### Written exercise
Extract every entry word for word. Skip the pictures.

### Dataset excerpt
---------------

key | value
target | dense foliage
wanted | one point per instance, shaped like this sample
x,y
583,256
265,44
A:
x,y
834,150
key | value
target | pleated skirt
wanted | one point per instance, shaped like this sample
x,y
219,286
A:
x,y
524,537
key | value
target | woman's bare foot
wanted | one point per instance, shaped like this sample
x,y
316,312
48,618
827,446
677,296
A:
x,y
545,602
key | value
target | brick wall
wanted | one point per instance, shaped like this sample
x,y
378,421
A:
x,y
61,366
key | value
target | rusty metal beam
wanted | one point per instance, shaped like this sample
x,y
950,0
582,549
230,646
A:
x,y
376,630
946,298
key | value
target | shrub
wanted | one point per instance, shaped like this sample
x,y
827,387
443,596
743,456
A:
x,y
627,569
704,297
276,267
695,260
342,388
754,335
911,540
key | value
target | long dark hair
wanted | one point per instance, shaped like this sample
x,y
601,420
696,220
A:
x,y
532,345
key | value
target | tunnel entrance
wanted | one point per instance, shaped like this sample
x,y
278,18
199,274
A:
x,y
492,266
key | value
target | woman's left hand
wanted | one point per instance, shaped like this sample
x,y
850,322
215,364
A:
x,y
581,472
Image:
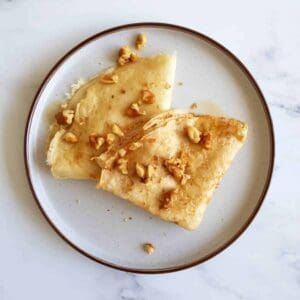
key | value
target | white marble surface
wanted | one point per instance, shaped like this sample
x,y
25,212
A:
x,y
263,264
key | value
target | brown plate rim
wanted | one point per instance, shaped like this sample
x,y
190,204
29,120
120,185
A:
x,y
250,78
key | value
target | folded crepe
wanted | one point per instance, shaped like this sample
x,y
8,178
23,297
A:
x,y
104,109
172,166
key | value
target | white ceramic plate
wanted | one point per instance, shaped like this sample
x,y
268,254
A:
x,y
93,221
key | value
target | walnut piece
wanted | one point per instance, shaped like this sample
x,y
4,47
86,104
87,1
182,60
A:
x,y
149,248
150,171
134,110
148,97
65,117
70,137
194,105
194,134
126,55
133,57
110,138
185,178
96,141
109,78
206,140
134,146
176,167
140,41
122,152
140,170
125,52
168,199
117,130
104,162
122,165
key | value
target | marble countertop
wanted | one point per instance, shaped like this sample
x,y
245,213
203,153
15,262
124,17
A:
x,y
35,263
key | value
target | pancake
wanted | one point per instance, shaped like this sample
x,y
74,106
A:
x,y
104,109
172,166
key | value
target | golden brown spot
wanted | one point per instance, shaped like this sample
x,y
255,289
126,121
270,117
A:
x,y
149,248
70,137
148,97
168,199
65,117
96,141
140,41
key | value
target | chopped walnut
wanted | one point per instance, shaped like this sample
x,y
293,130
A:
x,y
134,110
133,57
122,61
149,248
194,134
70,137
176,167
122,152
126,55
185,178
96,141
125,52
65,117
117,130
134,146
109,78
168,199
122,165
148,97
140,170
194,105
105,162
110,138
206,140
150,171
140,41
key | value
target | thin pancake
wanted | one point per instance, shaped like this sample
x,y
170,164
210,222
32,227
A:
x,y
185,173
99,105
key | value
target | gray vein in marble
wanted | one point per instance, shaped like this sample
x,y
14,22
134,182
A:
x,y
133,290
217,285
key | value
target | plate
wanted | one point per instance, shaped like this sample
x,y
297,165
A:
x,y
112,231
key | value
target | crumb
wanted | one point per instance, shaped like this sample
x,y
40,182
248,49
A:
x,y
149,248
194,105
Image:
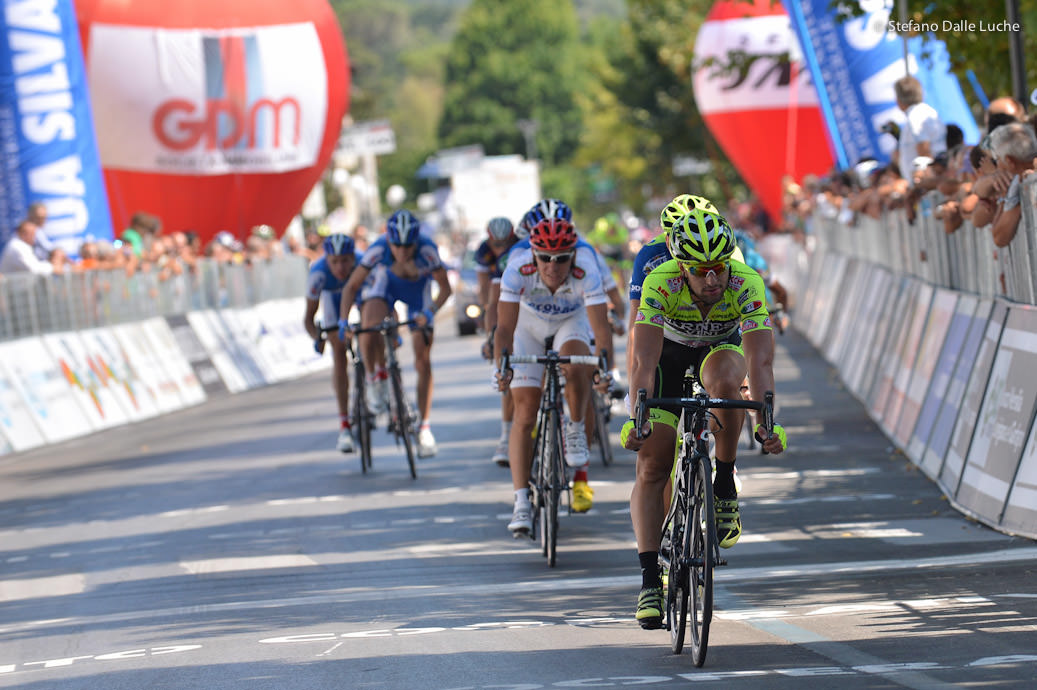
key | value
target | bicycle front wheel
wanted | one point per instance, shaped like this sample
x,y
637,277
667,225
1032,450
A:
x,y
678,581
703,548
403,424
601,428
551,486
361,420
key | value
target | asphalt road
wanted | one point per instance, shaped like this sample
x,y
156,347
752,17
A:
x,y
229,546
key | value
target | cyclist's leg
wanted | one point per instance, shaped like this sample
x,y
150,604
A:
x,y
722,373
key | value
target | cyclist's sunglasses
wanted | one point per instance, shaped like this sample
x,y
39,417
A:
x,y
554,258
703,270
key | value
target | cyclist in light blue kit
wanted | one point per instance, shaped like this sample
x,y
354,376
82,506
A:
x,y
328,275
399,266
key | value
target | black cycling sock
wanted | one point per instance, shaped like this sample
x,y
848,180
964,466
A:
x,y
724,481
649,569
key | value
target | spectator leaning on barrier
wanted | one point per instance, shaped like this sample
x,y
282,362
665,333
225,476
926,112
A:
x,y
19,255
924,134
43,246
1014,148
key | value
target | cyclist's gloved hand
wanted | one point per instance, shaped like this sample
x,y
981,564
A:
x,y
778,433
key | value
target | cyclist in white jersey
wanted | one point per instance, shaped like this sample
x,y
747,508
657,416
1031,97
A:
x,y
552,288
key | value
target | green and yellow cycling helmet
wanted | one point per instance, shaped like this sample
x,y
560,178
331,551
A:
x,y
680,207
701,237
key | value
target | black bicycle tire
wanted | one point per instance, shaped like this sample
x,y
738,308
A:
x,y
601,431
703,553
403,424
677,585
360,420
553,492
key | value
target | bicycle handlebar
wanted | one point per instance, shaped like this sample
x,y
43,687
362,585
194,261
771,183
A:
x,y
702,403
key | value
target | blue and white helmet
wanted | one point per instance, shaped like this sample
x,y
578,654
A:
x,y
499,228
339,245
402,227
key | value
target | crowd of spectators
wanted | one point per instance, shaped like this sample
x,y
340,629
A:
x,y
980,184
144,247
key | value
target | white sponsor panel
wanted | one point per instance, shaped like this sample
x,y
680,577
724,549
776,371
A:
x,y
961,439
887,351
86,383
954,340
103,353
215,338
175,123
1004,418
907,359
165,347
40,383
251,333
158,385
19,429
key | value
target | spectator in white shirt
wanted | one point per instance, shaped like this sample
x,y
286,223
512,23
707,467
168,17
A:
x,y
924,134
44,245
19,255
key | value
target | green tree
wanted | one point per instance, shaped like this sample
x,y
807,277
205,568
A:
x,y
511,61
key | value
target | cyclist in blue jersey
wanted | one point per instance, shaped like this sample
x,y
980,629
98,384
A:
x,y
399,266
328,276
491,257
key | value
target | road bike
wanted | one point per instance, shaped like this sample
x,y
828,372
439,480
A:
x,y
550,475
402,415
361,418
690,548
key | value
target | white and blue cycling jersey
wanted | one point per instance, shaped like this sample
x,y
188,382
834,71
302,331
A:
x,y
321,283
384,282
608,280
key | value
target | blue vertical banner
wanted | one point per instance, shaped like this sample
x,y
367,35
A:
x,y
855,63
48,148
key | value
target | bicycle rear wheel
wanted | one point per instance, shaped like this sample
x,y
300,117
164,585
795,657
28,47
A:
x,y
678,582
601,426
402,423
703,548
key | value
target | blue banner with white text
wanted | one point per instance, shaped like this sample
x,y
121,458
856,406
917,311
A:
x,y
855,62
48,148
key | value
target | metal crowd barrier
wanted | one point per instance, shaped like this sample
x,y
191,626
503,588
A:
x,y
30,305
965,260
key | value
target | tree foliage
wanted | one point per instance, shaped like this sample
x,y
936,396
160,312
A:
x,y
511,61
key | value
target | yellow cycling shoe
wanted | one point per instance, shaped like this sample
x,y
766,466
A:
x,y
583,497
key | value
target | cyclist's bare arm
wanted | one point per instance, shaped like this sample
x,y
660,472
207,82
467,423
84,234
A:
x,y
759,349
352,287
311,311
507,318
643,360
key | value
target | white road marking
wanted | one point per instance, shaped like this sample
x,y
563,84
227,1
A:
x,y
247,563
59,585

---------------

### Written response
key | value
target | dense foliage
wanted | one point per instance, shaped like this sample
x,y
583,256
265,44
A:
x,y
834,150
key | value
target | pleated skirt
wanted | one point per instance, shaped like this sample
x,y
219,286
A:
x,y
524,537
key | value
target | woman's bare foot
wanted | one point per instance, shaped like this sample
x,y
316,312
48,618
827,446
677,296
A:
x,y
545,602
key | value
target | brick wall
wanted | one point per instance, shaped like this sample
x,y
378,421
A:
x,y
61,366
key | value
target | rusty metal beam
wanted | one point per instance, shaped like this sample
x,y
950,0
582,549
230,646
A:
x,y
376,630
946,298
key | value
target | shrub
wanted | one point per instance, shaped like this sample
x,y
827,387
443,596
743,456
A:
x,y
627,569
704,297
276,267
695,260
342,388
754,335
911,540
key | value
target | long dark hair
wanted | one point per instance, shaped like this sample
x,y
601,420
696,220
A:
x,y
532,345
key | value
target | tunnel entrance
wanted | one point per instance, shaped like this sample
x,y
278,18
199,274
A:
x,y
492,266
key | value
target | woman's left hand
wanted | one point per instance, shaped like this sample
x,y
850,322
215,364
A:
x,y
581,472
Image:
key | value
target | white marble surface
wanted | one point per instance, shaped like this sample
x,y
25,212
A:
x,y
263,264
key | value
target | brown plate rim
wanted | one point per instance, shaped like this sample
x,y
190,204
29,120
120,185
A:
x,y
250,78
key | value
target | folded crepe
wanted | one point per instance, shaped like this sample
x,y
8,178
23,297
A:
x,y
104,109
172,166
key | value
target | white ceramic plate
wanted | one point per instance, shaped like this sample
x,y
268,254
A:
x,y
93,221
key | value
target | walnut piece
wanted | one point per instance, shaped like this sample
x,y
4,47
86,104
87,1
182,60
A:
x,y
149,248
150,171
134,110
148,97
65,117
70,137
194,105
194,134
126,55
133,57
110,138
185,178
96,141
109,78
206,140
134,146
176,167
140,41
122,152
140,170
125,52
168,199
117,130
104,162
122,165
key | value
target | marble countertop
wanted | one point per instance, shaped like this sample
x,y
245,213
203,153
15,262
124,17
A:
x,y
35,263
key | value
target | pancake
wanted | one point per instance, shaped like this sample
x,y
74,106
A:
x,y
104,109
172,166
key | value
target | golden brown spot
wanted | one point per instance, shaped like this sample
x,y
255,289
126,121
270,117
A:
x,y
149,248
70,137
148,97
168,199
65,117
96,141
140,41
key | value
target | chopped walnut
wanted | one point per instance, shaped like this sample
x,y
293,130
A:
x,y
134,110
133,57
122,61
149,248
194,134
70,137
176,167
122,152
126,55
185,178
96,141
125,52
65,117
117,130
134,146
109,78
168,199
122,165
148,97
140,170
194,105
105,162
110,138
206,140
150,171
140,41
key | value
target | thin pancake
wanted | one point per instance, shaped like this sample
x,y
170,164
210,222
32,227
A:
x,y
185,173
99,105
key | value
target | gray vein in marble
wanted | one point per instance, shaped like this sample
x,y
14,22
134,182
A:
x,y
133,290
217,285
key | value
target | plate
wanted | one point per instance, shaped like this sample
x,y
297,165
A:
x,y
112,231
key | value
target | crumb
wanted | one point per instance, shaped like this sample
x,y
40,182
248,49
A:
x,y
149,248
194,105
Image:
key | value
target | bicycle front wheel
wanted | one point per instance, shaped like this sample
x,y
637,277
667,225
1032,450
A:
x,y
678,581
703,548
403,424
601,428
551,486
361,420
key | value
target | asphalt road
wanted | one point per instance, shaped like this sample
x,y
156,347
752,17
A:
x,y
229,546
key | value
target | cyclist's leg
wanted | one point per instance, shaped like this sample
x,y
150,604
A:
x,y
722,373
key | value
target | cyclist's sunglasses
wanted | one point per instance, shaped like this sample
x,y
39,417
A:
x,y
554,258
703,270
key | value
target | cyclist in light blue kit
wanted | one point per instance, shaped like this sample
x,y
354,376
82,506
A:
x,y
328,275
399,266
key | value
target | black cycling sock
wanted | one point per instance, shaped like this sample
x,y
848,180
964,466
A:
x,y
724,481
649,569
key | value
target | spectator leaning on barrier
wanted | one point per instance, shaped like this sample
x,y
282,362
665,333
225,476
926,112
A:
x,y
19,255
924,134
43,246
1014,148
key | value
target | cyclist's gloved hand
wanted | one point per instance, shaped like this sample
x,y
981,564
A:
x,y
778,433
key | value
target | cyclist in white jersey
wanted | one point per instance, shaped like this sample
x,y
747,508
657,416
1031,97
A:
x,y
552,288
key | value
target | green and yellow cycling helmet
wanted | one point per instance, shaped like this sample
x,y
560,178
331,551
A:
x,y
680,207
701,237
key | value
target | black bicycle tire
wanted | one point per instance, shaped like this sample
x,y
738,308
A:
x,y
601,431
703,553
403,424
677,585
360,420
553,492
key | value
target | bicycle handlebar
wanted | one point per instance, shaped like this sample
x,y
43,687
362,585
194,261
771,183
A:
x,y
702,403
key | value
target | blue and white helmet
wanted | one point per instance, shaped like this sample
x,y
578,654
A:
x,y
499,228
339,245
402,227
key | value
target | crowd of spectators
wanted | one point per instance, shaped like this sample
x,y
340,629
A:
x,y
980,184
144,247
key | value
target | white sponsor panel
wanted | one point per instance, shaped like this sample
x,y
680,577
724,549
776,371
A:
x,y
961,439
887,351
86,383
954,340
103,353
215,338
175,123
1004,418
907,359
165,347
40,383
251,333
158,385
19,429
key | value
target | spectator in white shirt
wanted | one point per instance, shaped like this sample
x,y
286,223
512,23
707,467
168,17
A:
x,y
924,134
44,245
19,255
key | value
target | green tree
wanted | one point per instance, shaped like this sample
x,y
807,277
205,568
A:
x,y
511,61
key | value
target | cyclist in blue jersey
wanted | one point per instance, shaped like this sample
x,y
980,629
98,384
A:
x,y
399,266
328,276
491,257
key | value
target | road bike
wanted | one point per instance, shaped like this sample
x,y
828,372
439,480
A:
x,y
550,475
402,415
361,418
690,548
key | value
target | white and blue cycling jersey
wanted | one point per instance, shaped like this sample
x,y
188,382
834,71
302,331
A:
x,y
321,283
384,282
608,280
key | value
target | blue vertical banner
wanted | one point per instance, shaped like this sample
x,y
367,35
A:
x,y
855,63
48,148
key | value
target | bicycle rear wheel
wanted | one point per instance, shaped like this sample
x,y
300,117
164,585
795,657
28,47
A:
x,y
678,582
601,426
402,423
703,548
key | value
target | blue banner with white text
wanted | one point per instance, shaped like this sample
x,y
121,458
856,406
917,311
A:
x,y
855,62
48,148
key | value
target | metal crowd barrier
wanted | one point per instance, shaped like this sample
x,y
191,626
503,588
A:
x,y
30,305
965,260
key | value
target | tree foliage
wanted | one point per instance, shaped like this sample
x,y
936,396
160,312
A:
x,y
511,61
key | value
target | yellow cycling shoe
wanted | one point per instance, shaped like this sample
x,y
766,466
A:
x,y
583,497
key | value
target | cyclist's bare arm
wanted | one point per instance, shaped like this sample
x,y
660,472
207,82
467,423
84,234
A:
x,y
759,349
352,287
311,311
507,318
643,360
key | value
target | white road marking
wanted | one point per instance, shaped like this sample
x,y
563,84
227,1
A:
x,y
247,563
59,585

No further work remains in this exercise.